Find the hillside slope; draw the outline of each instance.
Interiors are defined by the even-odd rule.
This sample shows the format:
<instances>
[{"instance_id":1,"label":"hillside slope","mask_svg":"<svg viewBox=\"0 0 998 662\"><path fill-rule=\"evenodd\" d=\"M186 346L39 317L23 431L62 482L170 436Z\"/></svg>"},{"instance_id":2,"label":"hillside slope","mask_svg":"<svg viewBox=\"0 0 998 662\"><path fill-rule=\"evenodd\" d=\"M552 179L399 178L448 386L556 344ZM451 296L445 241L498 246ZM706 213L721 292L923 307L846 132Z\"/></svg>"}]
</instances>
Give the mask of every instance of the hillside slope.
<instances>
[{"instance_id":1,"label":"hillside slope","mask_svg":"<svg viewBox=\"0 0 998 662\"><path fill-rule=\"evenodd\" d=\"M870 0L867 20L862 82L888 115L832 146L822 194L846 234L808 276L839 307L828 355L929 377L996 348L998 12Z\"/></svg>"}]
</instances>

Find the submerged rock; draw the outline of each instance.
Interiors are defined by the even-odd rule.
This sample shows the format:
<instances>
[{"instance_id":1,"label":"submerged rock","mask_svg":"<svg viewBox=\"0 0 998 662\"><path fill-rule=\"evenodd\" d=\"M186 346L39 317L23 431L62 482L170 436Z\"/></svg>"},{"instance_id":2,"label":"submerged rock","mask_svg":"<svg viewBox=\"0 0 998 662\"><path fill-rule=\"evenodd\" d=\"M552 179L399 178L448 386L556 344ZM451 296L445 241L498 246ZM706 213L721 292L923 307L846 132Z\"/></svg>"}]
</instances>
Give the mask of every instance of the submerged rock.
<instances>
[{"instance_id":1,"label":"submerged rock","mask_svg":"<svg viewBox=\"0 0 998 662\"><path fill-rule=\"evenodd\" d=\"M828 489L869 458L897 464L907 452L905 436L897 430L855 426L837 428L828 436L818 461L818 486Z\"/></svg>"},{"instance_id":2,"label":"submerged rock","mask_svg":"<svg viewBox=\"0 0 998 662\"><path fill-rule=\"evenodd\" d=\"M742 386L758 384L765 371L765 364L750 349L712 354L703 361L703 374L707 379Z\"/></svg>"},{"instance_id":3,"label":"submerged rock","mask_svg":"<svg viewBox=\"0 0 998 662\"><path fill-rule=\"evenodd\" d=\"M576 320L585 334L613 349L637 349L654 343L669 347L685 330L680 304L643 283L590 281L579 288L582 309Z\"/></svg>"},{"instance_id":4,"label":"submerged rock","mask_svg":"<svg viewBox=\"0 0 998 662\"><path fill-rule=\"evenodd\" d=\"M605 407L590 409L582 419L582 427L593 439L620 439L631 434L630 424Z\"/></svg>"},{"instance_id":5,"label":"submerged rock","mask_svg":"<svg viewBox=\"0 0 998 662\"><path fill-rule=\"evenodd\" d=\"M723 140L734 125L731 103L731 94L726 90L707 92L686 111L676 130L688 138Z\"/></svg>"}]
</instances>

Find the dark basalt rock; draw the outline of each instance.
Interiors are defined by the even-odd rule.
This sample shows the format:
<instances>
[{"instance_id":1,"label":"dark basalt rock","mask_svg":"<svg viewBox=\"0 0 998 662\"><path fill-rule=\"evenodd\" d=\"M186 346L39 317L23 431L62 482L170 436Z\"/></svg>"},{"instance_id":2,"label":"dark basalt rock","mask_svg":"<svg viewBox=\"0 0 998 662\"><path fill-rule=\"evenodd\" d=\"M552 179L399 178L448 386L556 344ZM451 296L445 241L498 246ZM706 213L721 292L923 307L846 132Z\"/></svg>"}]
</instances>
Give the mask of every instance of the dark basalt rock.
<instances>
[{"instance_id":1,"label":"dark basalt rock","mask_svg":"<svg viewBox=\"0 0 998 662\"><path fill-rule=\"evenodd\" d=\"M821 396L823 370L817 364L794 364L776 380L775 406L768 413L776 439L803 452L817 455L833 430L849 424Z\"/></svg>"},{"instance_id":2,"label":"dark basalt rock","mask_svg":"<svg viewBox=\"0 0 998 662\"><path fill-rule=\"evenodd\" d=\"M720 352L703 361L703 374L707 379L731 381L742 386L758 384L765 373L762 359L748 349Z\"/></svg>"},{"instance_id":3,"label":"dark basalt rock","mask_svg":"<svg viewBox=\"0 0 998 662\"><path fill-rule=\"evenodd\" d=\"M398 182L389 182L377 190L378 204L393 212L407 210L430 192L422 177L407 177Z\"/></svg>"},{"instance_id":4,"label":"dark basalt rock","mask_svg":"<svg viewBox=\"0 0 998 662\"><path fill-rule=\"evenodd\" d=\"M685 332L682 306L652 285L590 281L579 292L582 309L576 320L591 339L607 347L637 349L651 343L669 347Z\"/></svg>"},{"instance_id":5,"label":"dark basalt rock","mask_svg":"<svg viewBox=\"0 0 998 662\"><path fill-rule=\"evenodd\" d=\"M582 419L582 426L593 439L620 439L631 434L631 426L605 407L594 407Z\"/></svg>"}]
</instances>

++++++

GIVEN TASK - Go through the listing above and restate it word for word.

RESPONSE -
Find the hillside slope; draw the outline of each instance.
Interiors are defined by the even-odd rule.
This sample shows the format:
<instances>
[{"instance_id":1,"label":"hillside slope","mask_svg":"<svg viewBox=\"0 0 998 662\"><path fill-rule=\"evenodd\" d=\"M186 346L39 317L23 431L62 482L170 436Z\"/></svg>"},{"instance_id":2,"label":"hillside slope","mask_svg":"<svg viewBox=\"0 0 998 662\"><path fill-rule=\"evenodd\" d=\"M552 179L399 178L448 386L556 344ZM451 296L445 241L498 246ZM706 213L721 292L923 307L846 132Z\"/></svg>"}]
</instances>
Give the mask of every instance of the hillside slope.
<instances>
[{"instance_id":1,"label":"hillside slope","mask_svg":"<svg viewBox=\"0 0 998 662\"><path fill-rule=\"evenodd\" d=\"M870 0L867 20L862 82L888 115L832 146L822 194L846 234L808 276L839 307L828 355L929 377L996 348L998 12Z\"/></svg>"}]
</instances>

Find the submerged rock; draw the outline of each instance.
Interiors are defined by the even-odd rule.
This sample shows the format:
<instances>
[{"instance_id":1,"label":"submerged rock","mask_svg":"<svg viewBox=\"0 0 998 662\"><path fill-rule=\"evenodd\" d=\"M186 346L39 317L23 431L62 482L170 436Z\"/></svg>"},{"instance_id":2,"label":"submerged rock","mask_svg":"<svg viewBox=\"0 0 998 662\"><path fill-rule=\"evenodd\" d=\"M552 179L399 178L448 386L556 344ZM451 296L445 241L498 246ZM706 213L721 292L923 307L846 132Z\"/></svg>"}]
</instances>
Give the mask of every instance of the submerged rock.
<instances>
[{"instance_id":1,"label":"submerged rock","mask_svg":"<svg viewBox=\"0 0 998 662\"><path fill-rule=\"evenodd\" d=\"M828 489L869 458L897 464L907 452L905 436L897 430L855 426L837 428L828 436L818 461L818 486Z\"/></svg>"},{"instance_id":2,"label":"submerged rock","mask_svg":"<svg viewBox=\"0 0 998 662\"><path fill-rule=\"evenodd\" d=\"M742 386L758 384L765 371L765 364L750 349L712 354L703 361L703 374L707 379Z\"/></svg>"},{"instance_id":3,"label":"submerged rock","mask_svg":"<svg viewBox=\"0 0 998 662\"><path fill-rule=\"evenodd\" d=\"M576 320L585 334L613 349L637 349L654 343L669 347L685 330L680 304L643 283L590 281L579 288L582 309Z\"/></svg>"},{"instance_id":4,"label":"submerged rock","mask_svg":"<svg viewBox=\"0 0 998 662\"><path fill-rule=\"evenodd\" d=\"M605 407L590 409L582 419L582 427L593 439L620 439L631 434L630 424Z\"/></svg>"},{"instance_id":5,"label":"submerged rock","mask_svg":"<svg viewBox=\"0 0 998 662\"><path fill-rule=\"evenodd\" d=\"M723 140L734 125L731 103L731 94L726 90L707 92L686 111L676 130L688 138Z\"/></svg>"}]
</instances>

Find the dark basalt rock; draw the outline of each instance.
Interiors are defined by the even-odd rule.
This sample shows the format:
<instances>
[{"instance_id":1,"label":"dark basalt rock","mask_svg":"<svg viewBox=\"0 0 998 662\"><path fill-rule=\"evenodd\" d=\"M186 346L39 317L23 431L62 482L170 436Z\"/></svg>"},{"instance_id":2,"label":"dark basalt rock","mask_svg":"<svg viewBox=\"0 0 998 662\"><path fill-rule=\"evenodd\" d=\"M552 179L399 178L448 386L556 344ZM451 296L445 241L498 246ZM706 213L721 292L923 307L846 132Z\"/></svg>"}]
</instances>
Give the mask of every instance of the dark basalt rock.
<instances>
[{"instance_id":1,"label":"dark basalt rock","mask_svg":"<svg viewBox=\"0 0 998 662\"><path fill-rule=\"evenodd\" d=\"M821 396L823 370L817 364L794 364L776 380L775 406L768 413L776 439L803 452L817 455L833 430L849 424Z\"/></svg>"},{"instance_id":2,"label":"dark basalt rock","mask_svg":"<svg viewBox=\"0 0 998 662\"><path fill-rule=\"evenodd\" d=\"M720 352L703 361L703 374L707 379L731 381L742 386L758 384L765 373L762 359L748 349Z\"/></svg>"},{"instance_id":3,"label":"dark basalt rock","mask_svg":"<svg viewBox=\"0 0 998 662\"><path fill-rule=\"evenodd\" d=\"M398 182L389 182L377 190L378 204L393 212L407 210L430 192L422 177L407 177Z\"/></svg>"},{"instance_id":4,"label":"dark basalt rock","mask_svg":"<svg viewBox=\"0 0 998 662\"><path fill-rule=\"evenodd\" d=\"M685 332L682 306L652 285L590 281L579 292L582 309L576 320L591 339L607 347L637 349L651 343L669 347Z\"/></svg>"},{"instance_id":5,"label":"dark basalt rock","mask_svg":"<svg viewBox=\"0 0 998 662\"><path fill-rule=\"evenodd\" d=\"M582 419L582 426L593 439L620 439L631 434L631 426L605 407L594 407Z\"/></svg>"}]
</instances>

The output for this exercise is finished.